**Goal A:** Copy the hotel review below in full, without changing a word.

**Extract:**
On my occasional travel blog, I try to find an interesting hotel or hotels to offer my own review for our many readers who travel. It is of course subjective and the hotels can range from modestly priced lodging to more expensive options. On this stay, I opted for one of the more expensive hotels (due to a mix of business travel and discounts). I chose one of London’s newest and most discussed hotels: The Shangri-La at the Shard. The Shard is the towering hotel in the center of London (SE1). While I am very critical of much of the recent architecture in London which is truly hideous for the most part, the Shard is a beautiful building both inside and outside. (Photos published with permission of the Shangri-La).

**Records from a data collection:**
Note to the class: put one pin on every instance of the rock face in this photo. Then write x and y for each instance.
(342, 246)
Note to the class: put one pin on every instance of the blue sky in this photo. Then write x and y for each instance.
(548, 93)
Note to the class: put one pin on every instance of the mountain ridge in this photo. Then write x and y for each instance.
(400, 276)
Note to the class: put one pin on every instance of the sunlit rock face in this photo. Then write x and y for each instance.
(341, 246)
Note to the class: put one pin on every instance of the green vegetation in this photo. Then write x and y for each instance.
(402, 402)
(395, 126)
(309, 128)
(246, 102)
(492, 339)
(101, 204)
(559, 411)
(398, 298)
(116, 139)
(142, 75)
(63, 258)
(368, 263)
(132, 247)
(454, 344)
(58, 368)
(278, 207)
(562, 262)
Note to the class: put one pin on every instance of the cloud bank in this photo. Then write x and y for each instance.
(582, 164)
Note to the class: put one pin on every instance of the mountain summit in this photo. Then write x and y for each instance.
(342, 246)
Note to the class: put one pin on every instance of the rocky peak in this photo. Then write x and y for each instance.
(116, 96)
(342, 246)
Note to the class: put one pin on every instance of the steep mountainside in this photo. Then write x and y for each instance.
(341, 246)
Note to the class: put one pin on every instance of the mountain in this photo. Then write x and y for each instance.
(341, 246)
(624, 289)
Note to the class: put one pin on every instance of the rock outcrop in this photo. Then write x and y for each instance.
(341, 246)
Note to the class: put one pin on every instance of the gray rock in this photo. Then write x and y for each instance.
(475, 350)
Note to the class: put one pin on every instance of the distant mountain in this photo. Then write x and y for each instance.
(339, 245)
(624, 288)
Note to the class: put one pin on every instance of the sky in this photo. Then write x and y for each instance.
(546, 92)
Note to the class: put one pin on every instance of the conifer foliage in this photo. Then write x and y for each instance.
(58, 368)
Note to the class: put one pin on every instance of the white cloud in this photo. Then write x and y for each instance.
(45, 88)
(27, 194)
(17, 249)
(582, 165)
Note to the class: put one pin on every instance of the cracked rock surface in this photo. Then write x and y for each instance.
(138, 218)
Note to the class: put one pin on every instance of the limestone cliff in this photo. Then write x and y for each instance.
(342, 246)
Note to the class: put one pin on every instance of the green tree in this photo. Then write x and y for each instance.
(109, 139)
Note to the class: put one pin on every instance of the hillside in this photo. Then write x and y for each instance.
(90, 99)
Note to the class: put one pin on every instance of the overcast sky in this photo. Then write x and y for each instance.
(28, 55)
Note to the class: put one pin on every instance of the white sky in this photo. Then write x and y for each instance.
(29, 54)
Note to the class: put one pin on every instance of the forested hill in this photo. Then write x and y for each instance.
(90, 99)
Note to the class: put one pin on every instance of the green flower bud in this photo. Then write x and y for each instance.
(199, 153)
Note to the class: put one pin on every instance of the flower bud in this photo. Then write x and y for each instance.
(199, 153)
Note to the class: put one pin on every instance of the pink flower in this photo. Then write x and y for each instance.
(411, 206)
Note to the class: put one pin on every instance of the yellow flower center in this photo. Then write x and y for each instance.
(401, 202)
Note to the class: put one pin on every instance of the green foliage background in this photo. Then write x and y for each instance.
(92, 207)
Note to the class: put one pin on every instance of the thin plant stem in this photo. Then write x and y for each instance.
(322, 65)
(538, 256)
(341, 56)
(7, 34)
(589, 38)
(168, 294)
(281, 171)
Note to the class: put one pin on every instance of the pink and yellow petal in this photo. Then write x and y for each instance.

**Goal B:** Repeat everything in the listing from the line containing "of the yellow" down to the end of the listing, word for word.

**Problem solution A:**
On my occasional travel blog, I try to find an interesting hotel or hotels to offer my own review for our many readers who travel. It is of course subjective and the hotels can range from modestly priced lodging to more expensive options. On this stay, I opted for one of the more expensive hotels (due to a mix of business travel and discounts). I chose one of London’s newest and most discussed hotels: The Shangri-La at the Shard. The Shard is the towering hotel in the center of London (SE1). While I am very critical of much of the recent architecture in London which is truly hideous for the most part, the Shard is a beautiful building both inside and outside. (Photos published with permission of the Shangri-La).

**Problem solution B:**
Note to the class: put one pin on every instance of the yellow flower center in this photo. Then write x and y for each instance.
(401, 202)
Note to the class: put one pin on every instance of the green foliage background in this photo. Then write x and y for each instance.
(92, 207)
Note to the class: put one pin on every instance of the thin plant stem in this photo. Then write x and y for each instance.
(322, 65)
(538, 256)
(341, 56)
(7, 34)
(589, 38)
(168, 294)
(281, 171)
Note to the class: put one pin on every instance of the pink and yellow petal in this photo. Then write x and y for each instance.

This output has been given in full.